------ Material for this task

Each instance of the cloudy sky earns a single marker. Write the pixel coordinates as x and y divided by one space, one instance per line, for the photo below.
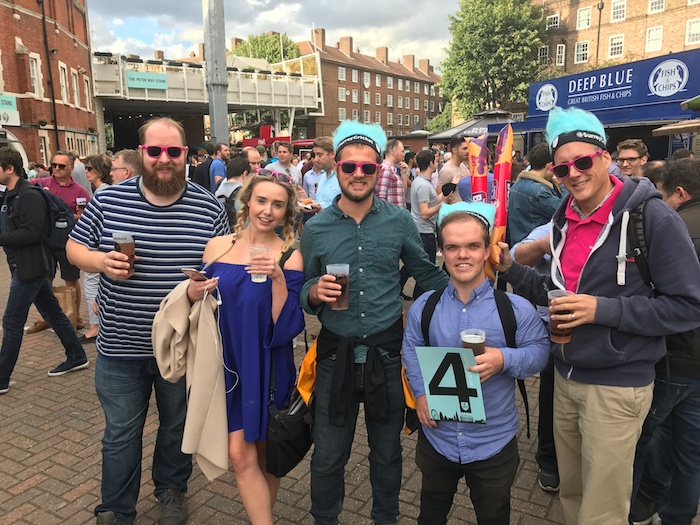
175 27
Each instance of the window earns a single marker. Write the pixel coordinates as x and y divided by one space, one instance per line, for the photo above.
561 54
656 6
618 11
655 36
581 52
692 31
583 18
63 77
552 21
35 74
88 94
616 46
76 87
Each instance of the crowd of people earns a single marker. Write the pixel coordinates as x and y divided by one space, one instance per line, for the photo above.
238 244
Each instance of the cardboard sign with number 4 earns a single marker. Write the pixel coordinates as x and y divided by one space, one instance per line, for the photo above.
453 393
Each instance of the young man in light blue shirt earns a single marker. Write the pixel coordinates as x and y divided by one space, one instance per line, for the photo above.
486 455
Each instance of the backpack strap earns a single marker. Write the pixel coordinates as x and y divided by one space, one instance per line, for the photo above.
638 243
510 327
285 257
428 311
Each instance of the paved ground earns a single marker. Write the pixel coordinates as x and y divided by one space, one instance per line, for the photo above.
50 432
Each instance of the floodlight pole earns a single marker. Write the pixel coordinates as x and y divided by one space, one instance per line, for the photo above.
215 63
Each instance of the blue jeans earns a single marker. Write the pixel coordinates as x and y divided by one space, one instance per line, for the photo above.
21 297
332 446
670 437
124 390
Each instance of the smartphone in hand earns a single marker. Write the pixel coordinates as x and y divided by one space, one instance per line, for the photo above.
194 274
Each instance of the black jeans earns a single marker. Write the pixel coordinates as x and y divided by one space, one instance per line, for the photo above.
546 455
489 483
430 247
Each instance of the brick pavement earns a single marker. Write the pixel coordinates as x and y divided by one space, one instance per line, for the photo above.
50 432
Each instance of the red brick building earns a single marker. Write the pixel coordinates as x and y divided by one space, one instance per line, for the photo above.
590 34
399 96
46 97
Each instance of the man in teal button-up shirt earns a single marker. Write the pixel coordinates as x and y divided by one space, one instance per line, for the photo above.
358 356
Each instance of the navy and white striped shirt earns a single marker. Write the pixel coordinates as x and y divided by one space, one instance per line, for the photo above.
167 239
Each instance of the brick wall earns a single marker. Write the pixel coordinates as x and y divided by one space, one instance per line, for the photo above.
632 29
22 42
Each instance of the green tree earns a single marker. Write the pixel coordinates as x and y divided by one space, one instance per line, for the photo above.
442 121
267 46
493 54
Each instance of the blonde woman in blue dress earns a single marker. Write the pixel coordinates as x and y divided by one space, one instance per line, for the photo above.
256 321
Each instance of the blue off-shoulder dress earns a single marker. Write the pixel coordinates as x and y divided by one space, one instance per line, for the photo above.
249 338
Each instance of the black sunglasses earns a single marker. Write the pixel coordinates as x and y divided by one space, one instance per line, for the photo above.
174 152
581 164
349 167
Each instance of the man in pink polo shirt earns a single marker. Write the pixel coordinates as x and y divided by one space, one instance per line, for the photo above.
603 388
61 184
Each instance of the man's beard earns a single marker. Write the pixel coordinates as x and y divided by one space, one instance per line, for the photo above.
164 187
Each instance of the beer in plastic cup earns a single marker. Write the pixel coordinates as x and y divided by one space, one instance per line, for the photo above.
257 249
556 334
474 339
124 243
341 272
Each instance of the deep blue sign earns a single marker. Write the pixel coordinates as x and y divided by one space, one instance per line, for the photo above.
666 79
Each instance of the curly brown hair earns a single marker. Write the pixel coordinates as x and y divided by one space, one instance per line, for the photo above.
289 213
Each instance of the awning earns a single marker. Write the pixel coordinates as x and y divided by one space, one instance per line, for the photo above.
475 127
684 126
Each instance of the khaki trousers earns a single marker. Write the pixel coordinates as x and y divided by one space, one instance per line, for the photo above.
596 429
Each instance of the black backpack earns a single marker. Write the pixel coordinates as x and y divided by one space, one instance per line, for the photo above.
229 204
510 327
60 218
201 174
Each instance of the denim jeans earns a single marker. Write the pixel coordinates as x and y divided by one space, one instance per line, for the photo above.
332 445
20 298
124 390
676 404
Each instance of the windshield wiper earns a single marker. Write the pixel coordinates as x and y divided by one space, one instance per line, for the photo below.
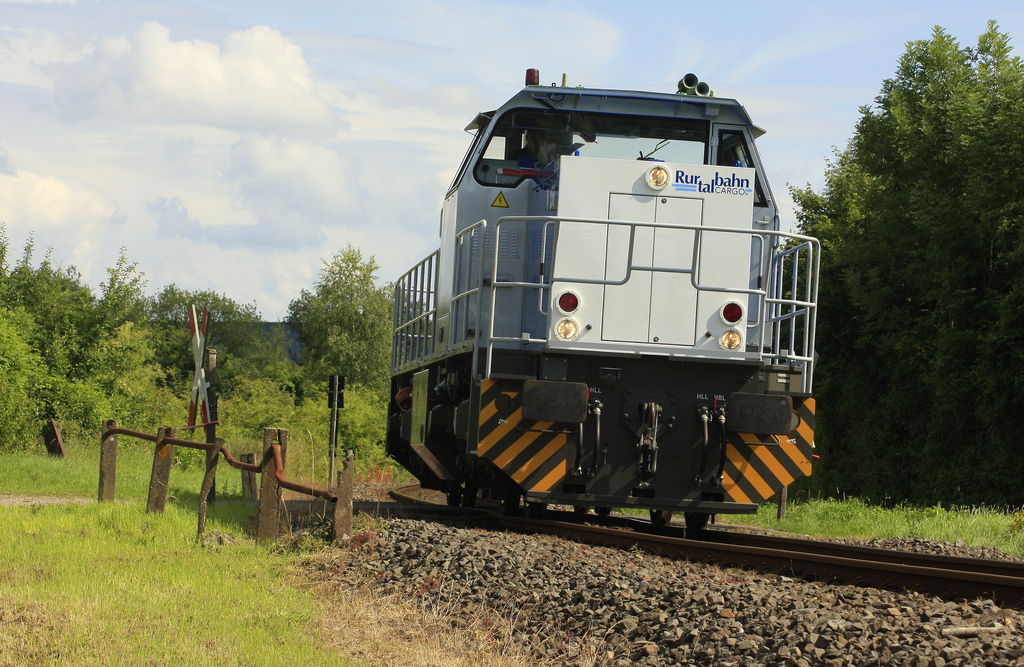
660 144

------------

Copy out the lines exactly, starting at the line that contains "Each instance of the denim" and ending with the final line of the items. Leave the pictures out.

Each instance of the denim jeans earns a single marker. Write the pixel coordinates as x and y divided by one space, one instance per line, for the photo above.
332 445
20 298
124 390
676 404
Each instance of the windshield wiper earns a single marker. Write the pixel coordinates as x and y divided by one space, one instance per line, for the photo below.
660 144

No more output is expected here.